● **Quoted passage**
National Defense Service Medal Vietnam Service Medal Vietnam Campaign Medal Vietnam Campaign Medal



The 35th Infantry Regiment Association salutes our fallen brother, 1LT Curtis Edward Chase, who died in the service of his country on May 6th, 1967 in Quang Ngai Province, Vietnam. The cause of death was listed as Helicopter Crash. At the time of his death Curtis was 23 years of age. He was from Hingham, Massachusetts. Curtis is honored on the Vietnam Veterans Memorial at Panel 19E, Line 48.

The decorations earned by 1LT Curtis Edward Chase include: the Combat Infantryman Badge, the Bronze Star with V, the Purple Heart, the National Defense Service Medal, the Vietnam Service Medal, the Vietnam Campaign Medal and the Vietnam Cross of Gallantry with Palm Unit Citation.


Curtis had previously been a Plt Ldr with A,2/35th.

Below is an article involving Lt Chase's sister.

By Eileen McNamara, Globe Columnist, 11/9/2003
Sue Edgecomb's students will sit at her feet tomorrow, as they do every November, to hear a story that she hopes will impress upon them the pride and the pain that is the heart of the Veterans Day holiday.

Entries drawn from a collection
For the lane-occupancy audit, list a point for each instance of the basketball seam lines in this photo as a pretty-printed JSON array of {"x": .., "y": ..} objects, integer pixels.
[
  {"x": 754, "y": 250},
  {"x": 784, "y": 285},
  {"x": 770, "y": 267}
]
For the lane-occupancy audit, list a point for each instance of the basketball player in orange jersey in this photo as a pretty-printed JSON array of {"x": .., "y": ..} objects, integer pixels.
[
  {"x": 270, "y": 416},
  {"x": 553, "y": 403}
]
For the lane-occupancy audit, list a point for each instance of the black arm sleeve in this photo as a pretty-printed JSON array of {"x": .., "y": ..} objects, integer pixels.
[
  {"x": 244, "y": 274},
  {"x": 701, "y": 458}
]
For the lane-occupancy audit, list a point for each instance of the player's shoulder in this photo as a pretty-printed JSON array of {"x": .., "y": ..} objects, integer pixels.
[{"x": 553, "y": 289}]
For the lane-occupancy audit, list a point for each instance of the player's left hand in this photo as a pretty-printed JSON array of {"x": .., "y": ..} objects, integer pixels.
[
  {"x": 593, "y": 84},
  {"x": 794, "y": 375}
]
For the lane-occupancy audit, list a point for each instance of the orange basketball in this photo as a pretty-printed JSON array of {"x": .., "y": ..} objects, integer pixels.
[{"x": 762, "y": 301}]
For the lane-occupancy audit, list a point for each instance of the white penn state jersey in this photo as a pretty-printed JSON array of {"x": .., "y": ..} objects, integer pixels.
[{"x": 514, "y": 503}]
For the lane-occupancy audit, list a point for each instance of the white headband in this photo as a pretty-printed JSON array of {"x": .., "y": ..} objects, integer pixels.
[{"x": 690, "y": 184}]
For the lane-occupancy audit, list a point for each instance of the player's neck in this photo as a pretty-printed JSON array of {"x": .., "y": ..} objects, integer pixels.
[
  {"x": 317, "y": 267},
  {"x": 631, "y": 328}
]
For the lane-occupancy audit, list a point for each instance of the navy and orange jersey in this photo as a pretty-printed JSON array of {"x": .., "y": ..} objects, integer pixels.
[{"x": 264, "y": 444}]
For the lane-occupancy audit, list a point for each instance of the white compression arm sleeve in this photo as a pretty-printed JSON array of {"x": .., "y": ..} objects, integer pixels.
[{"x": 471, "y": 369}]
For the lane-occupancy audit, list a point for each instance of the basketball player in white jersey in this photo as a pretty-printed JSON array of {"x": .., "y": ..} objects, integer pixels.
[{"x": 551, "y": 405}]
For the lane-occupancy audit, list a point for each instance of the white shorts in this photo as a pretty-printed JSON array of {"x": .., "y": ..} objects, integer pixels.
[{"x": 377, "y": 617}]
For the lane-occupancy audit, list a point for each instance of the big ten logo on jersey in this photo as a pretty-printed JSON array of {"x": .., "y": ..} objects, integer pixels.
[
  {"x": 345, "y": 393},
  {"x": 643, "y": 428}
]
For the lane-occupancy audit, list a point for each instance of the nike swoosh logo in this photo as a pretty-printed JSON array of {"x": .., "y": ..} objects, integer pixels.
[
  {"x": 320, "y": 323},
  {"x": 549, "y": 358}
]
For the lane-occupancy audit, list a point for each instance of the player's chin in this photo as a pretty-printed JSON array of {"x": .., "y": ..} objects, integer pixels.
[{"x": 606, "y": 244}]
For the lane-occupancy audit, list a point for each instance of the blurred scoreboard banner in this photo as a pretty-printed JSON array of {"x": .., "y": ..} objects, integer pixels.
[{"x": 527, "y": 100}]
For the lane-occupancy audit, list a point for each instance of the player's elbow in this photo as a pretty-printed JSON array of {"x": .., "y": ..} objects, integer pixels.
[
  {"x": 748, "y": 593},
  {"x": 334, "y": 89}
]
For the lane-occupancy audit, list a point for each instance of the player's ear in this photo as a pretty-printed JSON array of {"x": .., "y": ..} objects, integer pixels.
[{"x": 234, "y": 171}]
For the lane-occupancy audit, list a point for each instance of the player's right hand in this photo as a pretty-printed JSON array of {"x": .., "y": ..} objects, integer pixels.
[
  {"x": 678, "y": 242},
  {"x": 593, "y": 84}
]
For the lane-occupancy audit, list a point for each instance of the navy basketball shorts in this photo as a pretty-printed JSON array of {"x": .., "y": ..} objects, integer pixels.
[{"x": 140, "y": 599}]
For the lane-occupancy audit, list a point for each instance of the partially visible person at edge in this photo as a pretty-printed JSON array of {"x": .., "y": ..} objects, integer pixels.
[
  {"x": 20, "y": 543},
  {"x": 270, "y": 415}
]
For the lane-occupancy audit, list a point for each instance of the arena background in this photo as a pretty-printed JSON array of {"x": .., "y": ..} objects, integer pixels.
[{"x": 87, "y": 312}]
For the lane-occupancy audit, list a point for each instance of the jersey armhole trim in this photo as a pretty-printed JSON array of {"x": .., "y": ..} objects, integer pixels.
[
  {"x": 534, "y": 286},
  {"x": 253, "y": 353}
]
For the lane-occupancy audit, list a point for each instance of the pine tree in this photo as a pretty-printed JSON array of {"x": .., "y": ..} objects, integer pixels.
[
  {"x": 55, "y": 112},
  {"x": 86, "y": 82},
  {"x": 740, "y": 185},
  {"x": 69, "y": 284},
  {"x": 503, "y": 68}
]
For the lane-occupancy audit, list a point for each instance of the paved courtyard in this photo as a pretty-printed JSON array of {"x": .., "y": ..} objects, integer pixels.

● **Actions to take**
a – Translate this sentence from the memorial tribute into Spanish: "At the time of his death Curtis was 23 years of age."
b – Proceed with the tribute to 1LT Curtis Edward Chase, writing on from its last sentence.

● **Task responses**
a – En el momento de su muerte, Curtis tenía 23 años de edad.

b –
It will be more difficult this year to keep her tone even and her eyes dry when she reads "The Wall," Eve Bunting's illustrated children's book about the Vietnam Memorial in Washington, D.C., to her third-graders.
The downing of three US military helicopters in Iraq in the last two weeks has brought it all back: the telephone call, the weeklong wait for her brother's body to be escorted home to Hingham, the funeral that lent ceremony, not closure, to the life and death of First Lieutenant Curtis E. Chase.
"The events in Iraq are a constant reminder of a wound that never heals in spite of the time that has passed, as it will be for these new young families who are getting the knock on the door," says Edgecomb.
She lives in Needham now, but she confronts her brother's ghost whenever life pulls her back to the South Shore town where the three Chase kids grew up safe and carefree until May 6, 1967.
Just how idyllic a childhood it was is captured in a note left years ago by a childhood pal at the base of Panel 19E, under Line 48, where Curt Chase's name is engraved on the long, black Wall.
"The skating on the pond in winter, the hunting for frogs in summer, the bike rides up and down Garrison Road, the visits to Mr. MacGoldrick's garage, the romps through the cornfield and the games played in the apple orchard -- these memories will never be forgotten."
It was a grenade, not unlike those suspected of blowing a Chinook and two Black Hawk helicopters out of the sky over Iraq, that killed Curt as his helicopter lifted off from a field in Vietnam 36 years ago.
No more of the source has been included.